[TASK BRIEF]
Some entries follow. Reproduce exactly the lines starting at the one with "Category: thumbs up hand" and stopping after the one with "such as [558,378].".
-*-*-
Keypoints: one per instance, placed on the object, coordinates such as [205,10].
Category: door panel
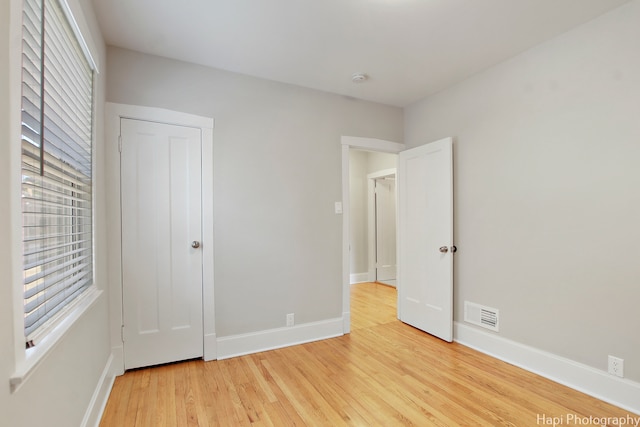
[161,216]
[385,229]
[425,223]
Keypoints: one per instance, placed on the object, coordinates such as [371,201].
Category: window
[57,100]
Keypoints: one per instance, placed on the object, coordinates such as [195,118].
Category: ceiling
[409,49]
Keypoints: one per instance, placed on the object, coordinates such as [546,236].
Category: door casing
[371,213]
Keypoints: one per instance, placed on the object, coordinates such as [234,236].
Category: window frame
[26,360]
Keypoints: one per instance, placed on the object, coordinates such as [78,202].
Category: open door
[425,238]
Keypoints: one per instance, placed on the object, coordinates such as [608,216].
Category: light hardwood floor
[384,373]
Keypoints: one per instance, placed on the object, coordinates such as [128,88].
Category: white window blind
[57,99]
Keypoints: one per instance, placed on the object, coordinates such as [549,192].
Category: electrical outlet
[616,366]
[290,319]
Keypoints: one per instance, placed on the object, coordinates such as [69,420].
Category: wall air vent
[480,315]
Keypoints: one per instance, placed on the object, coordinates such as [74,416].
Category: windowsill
[35,355]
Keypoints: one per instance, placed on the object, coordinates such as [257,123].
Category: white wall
[547,182]
[277,173]
[59,391]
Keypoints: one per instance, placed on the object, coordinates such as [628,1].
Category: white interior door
[161,230]
[425,238]
[385,218]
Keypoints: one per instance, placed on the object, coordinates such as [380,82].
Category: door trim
[370,144]
[113,114]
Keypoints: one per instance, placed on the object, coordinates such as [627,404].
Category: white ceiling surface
[409,48]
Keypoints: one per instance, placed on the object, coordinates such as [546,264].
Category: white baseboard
[620,392]
[98,402]
[239,345]
[358,278]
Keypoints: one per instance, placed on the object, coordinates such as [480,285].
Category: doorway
[161,200]
[382,225]
[115,115]
[425,218]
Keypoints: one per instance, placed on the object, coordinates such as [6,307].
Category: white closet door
[161,231]
[425,238]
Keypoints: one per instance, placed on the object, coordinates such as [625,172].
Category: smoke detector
[359,77]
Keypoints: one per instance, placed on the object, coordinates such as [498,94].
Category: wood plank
[383,373]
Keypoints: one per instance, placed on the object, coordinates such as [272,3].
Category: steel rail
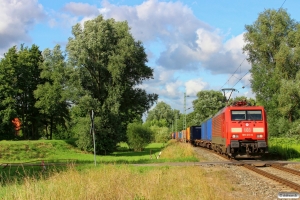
[292,171]
[291,184]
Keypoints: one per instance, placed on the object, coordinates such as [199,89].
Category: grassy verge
[125,181]
[285,148]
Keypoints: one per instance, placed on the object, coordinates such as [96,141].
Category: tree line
[53,91]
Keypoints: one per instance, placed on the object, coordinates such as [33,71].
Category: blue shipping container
[180,135]
[206,132]
[195,132]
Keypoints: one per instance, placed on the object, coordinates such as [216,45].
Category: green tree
[161,134]
[162,111]
[206,105]
[250,101]
[52,96]
[8,92]
[139,136]
[110,65]
[28,73]
[273,51]
[20,75]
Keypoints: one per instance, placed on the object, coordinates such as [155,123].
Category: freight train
[238,130]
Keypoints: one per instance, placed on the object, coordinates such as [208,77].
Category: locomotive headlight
[259,136]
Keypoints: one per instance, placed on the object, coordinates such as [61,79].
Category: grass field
[115,181]
[286,148]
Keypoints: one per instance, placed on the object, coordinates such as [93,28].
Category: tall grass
[178,151]
[123,182]
[286,148]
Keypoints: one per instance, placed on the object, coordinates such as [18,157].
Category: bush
[139,136]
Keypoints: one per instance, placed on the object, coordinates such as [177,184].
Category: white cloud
[194,86]
[81,9]
[208,43]
[17,18]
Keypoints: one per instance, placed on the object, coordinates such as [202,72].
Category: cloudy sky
[191,45]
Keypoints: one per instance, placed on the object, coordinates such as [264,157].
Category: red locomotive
[238,130]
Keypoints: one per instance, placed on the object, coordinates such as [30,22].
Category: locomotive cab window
[238,115]
[246,115]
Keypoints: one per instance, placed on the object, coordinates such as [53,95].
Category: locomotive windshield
[246,115]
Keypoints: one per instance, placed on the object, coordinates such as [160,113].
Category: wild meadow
[112,180]
[285,148]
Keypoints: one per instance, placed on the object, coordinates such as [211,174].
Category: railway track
[253,166]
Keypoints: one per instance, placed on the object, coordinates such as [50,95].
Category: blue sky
[191,45]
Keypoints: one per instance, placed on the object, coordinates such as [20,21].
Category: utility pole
[230,89]
[92,131]
[184,124]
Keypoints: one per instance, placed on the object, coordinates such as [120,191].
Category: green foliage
[250,101]
[19,77]
[272,45]
[285,147]
[109,65]
[161,134]
[52,95]
[138,136]
[162,111]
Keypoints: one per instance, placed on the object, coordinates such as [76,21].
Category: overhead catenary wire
[282,4]
[240,79]
[233,73]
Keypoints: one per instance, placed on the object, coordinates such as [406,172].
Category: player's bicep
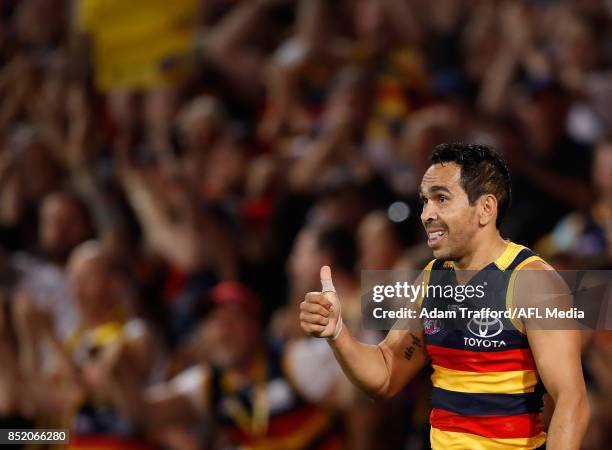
[555,342]
[557,357]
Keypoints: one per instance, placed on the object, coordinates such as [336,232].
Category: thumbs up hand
[320,312]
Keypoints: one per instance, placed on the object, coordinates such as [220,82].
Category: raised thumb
[327,284]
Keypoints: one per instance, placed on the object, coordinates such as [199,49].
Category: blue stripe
[469,404]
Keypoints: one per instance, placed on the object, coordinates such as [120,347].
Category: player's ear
[487,209]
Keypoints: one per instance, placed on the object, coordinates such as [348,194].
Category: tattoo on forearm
[409,351]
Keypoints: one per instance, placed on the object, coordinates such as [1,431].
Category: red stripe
[471,361]
[500,427]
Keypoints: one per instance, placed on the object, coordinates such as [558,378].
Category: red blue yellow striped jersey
[486,390]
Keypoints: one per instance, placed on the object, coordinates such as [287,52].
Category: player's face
[449,219]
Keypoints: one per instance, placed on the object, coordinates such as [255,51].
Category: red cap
[237,295]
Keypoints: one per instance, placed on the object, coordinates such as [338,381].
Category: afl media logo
[485,328]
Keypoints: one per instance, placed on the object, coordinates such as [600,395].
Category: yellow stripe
[509,255]
[510,382]
[426,276]
[452,440]
[510,292]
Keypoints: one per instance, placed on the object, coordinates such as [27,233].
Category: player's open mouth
[435,237]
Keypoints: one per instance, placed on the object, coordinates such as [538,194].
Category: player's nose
[428,214]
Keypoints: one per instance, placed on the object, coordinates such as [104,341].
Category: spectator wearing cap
[255,394]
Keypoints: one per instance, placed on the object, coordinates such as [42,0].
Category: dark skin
[470,238]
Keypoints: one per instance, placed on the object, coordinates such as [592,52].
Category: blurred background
[174,174]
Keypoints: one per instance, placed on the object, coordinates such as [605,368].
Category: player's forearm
[569,421]
[363,364]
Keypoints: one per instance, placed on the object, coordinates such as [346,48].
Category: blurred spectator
[250,142]
[255,394]
[587,234]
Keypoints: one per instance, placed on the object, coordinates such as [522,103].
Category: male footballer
[484,396]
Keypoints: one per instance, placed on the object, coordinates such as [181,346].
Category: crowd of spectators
[155,241]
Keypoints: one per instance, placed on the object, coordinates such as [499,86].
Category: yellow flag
[137,43]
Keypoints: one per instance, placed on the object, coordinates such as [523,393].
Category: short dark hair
[483,171]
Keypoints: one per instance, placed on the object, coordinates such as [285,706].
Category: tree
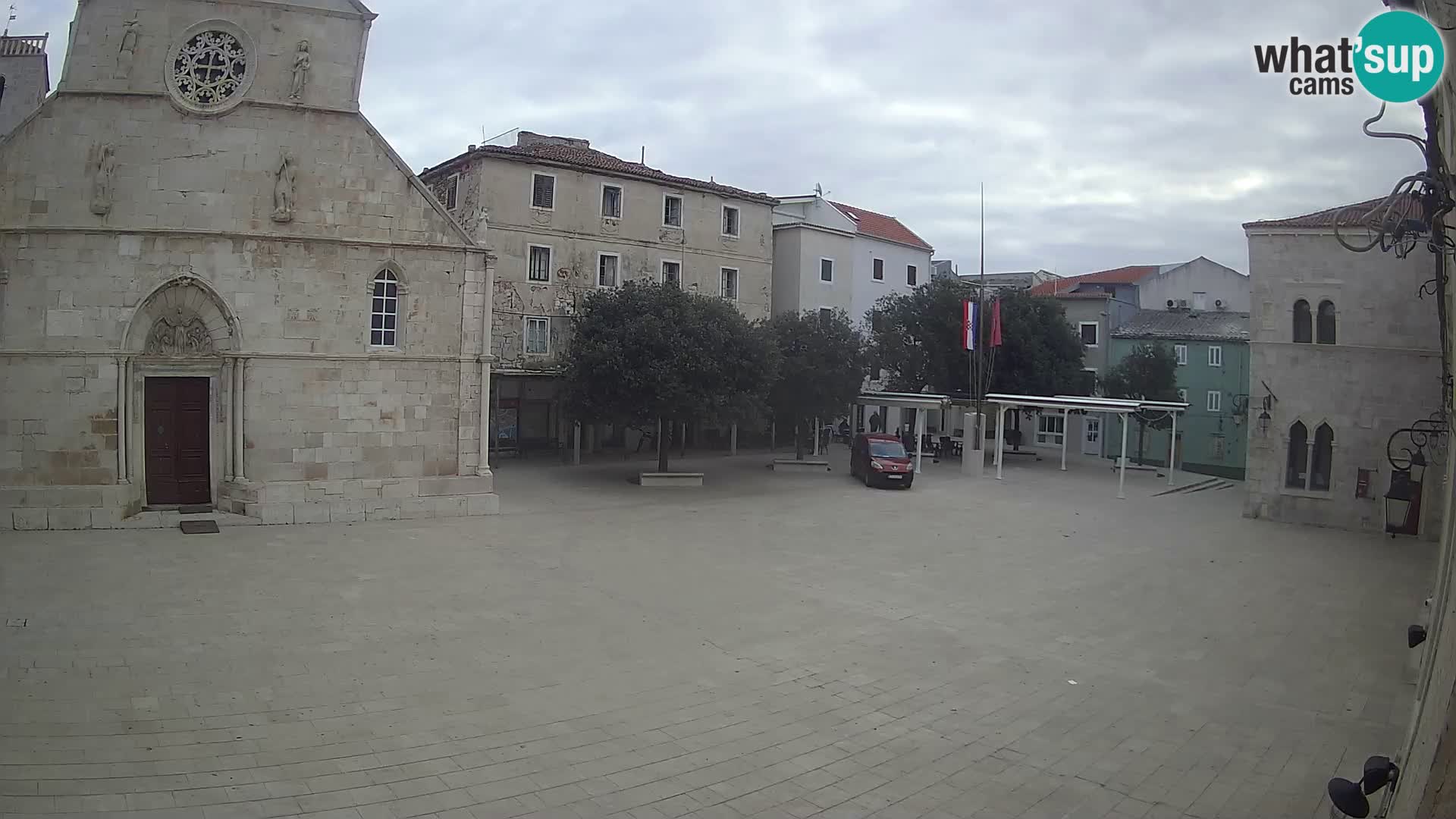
[916,337]
[650,353]
[821,366]
[1147,373]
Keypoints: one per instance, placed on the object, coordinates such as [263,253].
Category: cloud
[1104,137]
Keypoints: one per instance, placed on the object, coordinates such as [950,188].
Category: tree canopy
[916,338]
[821,366]
[647,352]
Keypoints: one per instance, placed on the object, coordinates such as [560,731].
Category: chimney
[529,139]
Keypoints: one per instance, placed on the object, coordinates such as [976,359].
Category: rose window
[210,69]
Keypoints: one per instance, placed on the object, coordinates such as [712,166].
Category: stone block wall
[57,422]
[1365,395]
[191,199]
[25,86]
[340,420]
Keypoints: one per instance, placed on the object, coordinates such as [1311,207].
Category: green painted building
[1213,378]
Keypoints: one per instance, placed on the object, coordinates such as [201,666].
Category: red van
[880,460]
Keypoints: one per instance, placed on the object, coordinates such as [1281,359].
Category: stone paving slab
[772,646]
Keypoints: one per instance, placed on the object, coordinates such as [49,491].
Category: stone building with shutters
[1343,354]
[565,221]
[220,286]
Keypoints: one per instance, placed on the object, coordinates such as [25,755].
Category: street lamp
[1398,502]
[1404,497]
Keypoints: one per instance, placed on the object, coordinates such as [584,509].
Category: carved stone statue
[127,55]
[180,334]
[283,187]
[102,171]
[300,71]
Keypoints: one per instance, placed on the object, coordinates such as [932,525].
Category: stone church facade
[220,286]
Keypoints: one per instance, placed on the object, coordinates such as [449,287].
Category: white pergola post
[1122,463]
[919,439]
[1001,436]
[1172,444]
[1065,430]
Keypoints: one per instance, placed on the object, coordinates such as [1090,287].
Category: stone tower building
[218,284]
[25,79]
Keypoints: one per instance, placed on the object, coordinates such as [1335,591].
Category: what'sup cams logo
[1398,57]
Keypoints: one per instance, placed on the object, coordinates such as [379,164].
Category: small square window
[730,283]
[1363,480]
[544,191]
[538,267]
[538,335]
[612,202]
[449,191]
[672,212]
[730,221]
[606,270]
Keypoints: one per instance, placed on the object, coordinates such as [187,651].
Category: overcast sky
[1104,137]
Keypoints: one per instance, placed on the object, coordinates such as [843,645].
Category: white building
[1197,284]
[830,256]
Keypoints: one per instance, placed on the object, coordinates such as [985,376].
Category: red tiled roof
[1327,218]
[593,159]
[1128,275]
[883,226]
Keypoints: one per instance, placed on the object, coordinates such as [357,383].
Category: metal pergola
[1084,404]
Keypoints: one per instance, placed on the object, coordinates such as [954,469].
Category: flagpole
[981,316]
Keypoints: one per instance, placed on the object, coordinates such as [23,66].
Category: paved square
[767,646]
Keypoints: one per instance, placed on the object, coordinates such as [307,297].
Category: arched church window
[383,327]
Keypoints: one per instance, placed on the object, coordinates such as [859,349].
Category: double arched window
[1313,327]
[383,322]
[1310,468]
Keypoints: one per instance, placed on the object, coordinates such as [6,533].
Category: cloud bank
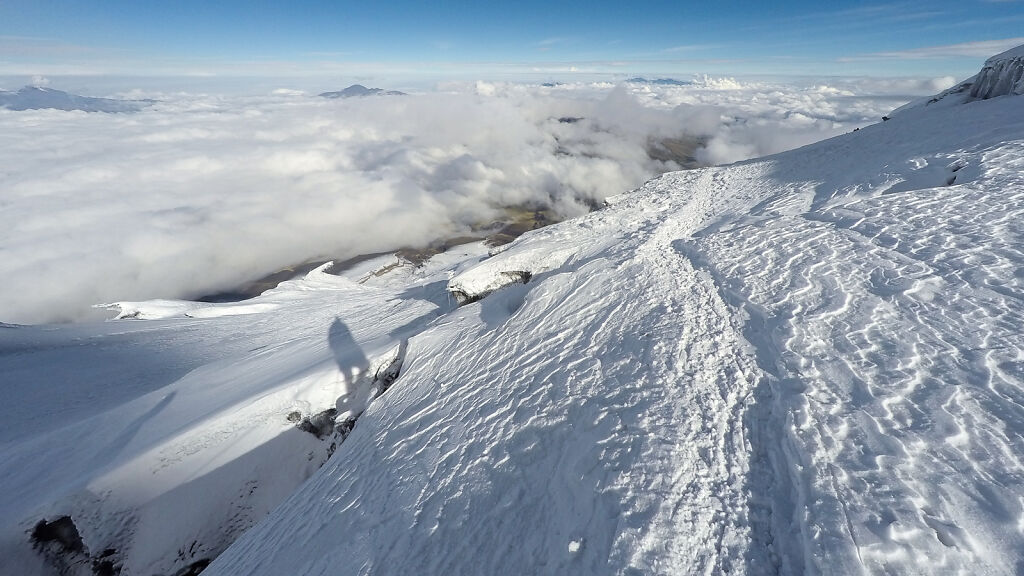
[202,193]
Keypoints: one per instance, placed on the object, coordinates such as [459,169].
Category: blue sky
[938,37]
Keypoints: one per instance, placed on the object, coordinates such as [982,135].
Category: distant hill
[660,81]
[358,90]
[34,97]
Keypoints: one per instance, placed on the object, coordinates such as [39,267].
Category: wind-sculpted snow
[200,194]
[811,363]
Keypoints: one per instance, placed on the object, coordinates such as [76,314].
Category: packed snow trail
[589,421]
[808,364]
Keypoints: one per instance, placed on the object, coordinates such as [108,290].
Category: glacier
[810,363]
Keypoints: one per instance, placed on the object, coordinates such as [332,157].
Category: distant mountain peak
[358,90]
[37,97]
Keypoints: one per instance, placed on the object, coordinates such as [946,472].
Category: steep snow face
[808,364]
[1001,75]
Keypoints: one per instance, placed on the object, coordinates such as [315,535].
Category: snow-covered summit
[36,97]
[805,364]
[1000,76]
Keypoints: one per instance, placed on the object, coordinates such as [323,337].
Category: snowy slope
[807,364]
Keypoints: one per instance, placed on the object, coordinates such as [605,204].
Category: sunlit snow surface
[812,363]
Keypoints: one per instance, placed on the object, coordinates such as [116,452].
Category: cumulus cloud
[202,193]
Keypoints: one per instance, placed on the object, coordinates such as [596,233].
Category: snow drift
[804,364]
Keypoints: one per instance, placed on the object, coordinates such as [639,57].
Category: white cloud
[202,193]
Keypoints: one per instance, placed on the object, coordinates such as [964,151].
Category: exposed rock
[358,90]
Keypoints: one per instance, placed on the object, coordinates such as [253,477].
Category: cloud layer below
[202,193]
-*-*-
[SOLUTION]
Category: thumbs up hand
[320,312]
Keypoints: one per instance, placed on the object, coordinates such as [220,82].
Category: raised thumb
[327,284]
Keypoints: one per instance, placed on the object, coordinates such as [199,49].
Category: blue stripe
[469,404]
Keypoints: one per instance, placed on the object, coordinates such as [120,347].
Category: player's ear
[487,209]
Keypoints: one per instance, placed on the object, coordinates such as [348,194].
Category: tattoo on forearm
[409,351]
Keypoints: one per instance, placed on the object, coordinates such as [1,431].
Category: red stripe
[471,361]
[500,427]
Keypoints: one per instance, placed on the object, coordinates such as [558,378].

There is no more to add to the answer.